Sunday, February 7, 2016

Colliding Bits III

Revisiting bit collisions in Morgan fingerprints with a larger dataset

I looked at the number of collisions in Morgan fingerprints in an earlier post. The topic came up again in discussions about the recent post on Morgan fingerprint stats, which used a much larger data set.

Here we repeat earlier collision analysis, usting the larger dataset. I will look at fingerprints with different radii -- 1, 2, and 3 -- folded to a set of different sizes -- 1K, 2K, 4K, 8K.

TL;DR version: The conclusions match what we observed before, there are a fair number of collisions at fingerprint sizes below 4K. As expected, higher radii have more collisions.

What is needed - Condense the paragraph in the post on Morgan fingerprint bit collisions that begins "Here we repeat earlier collision analysis" into a short list that keeps its main facts.

Data provided -

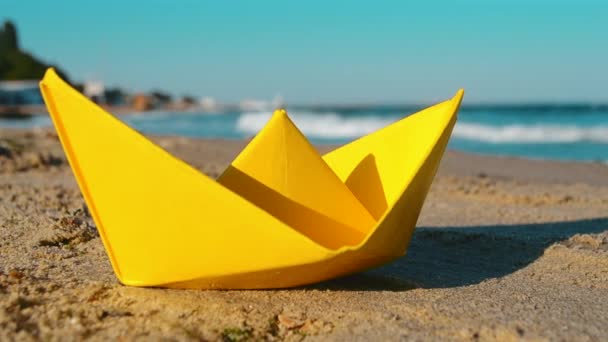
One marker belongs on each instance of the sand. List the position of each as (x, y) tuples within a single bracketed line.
[(505, 249)]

The reply -
- The earlier collision analysis is repeated with the larger dataset.
- Fingerprint radii examined: 1, 2, and 3.
- Folded fingerprint sizes: 1K, 2K, 4K, and 8K.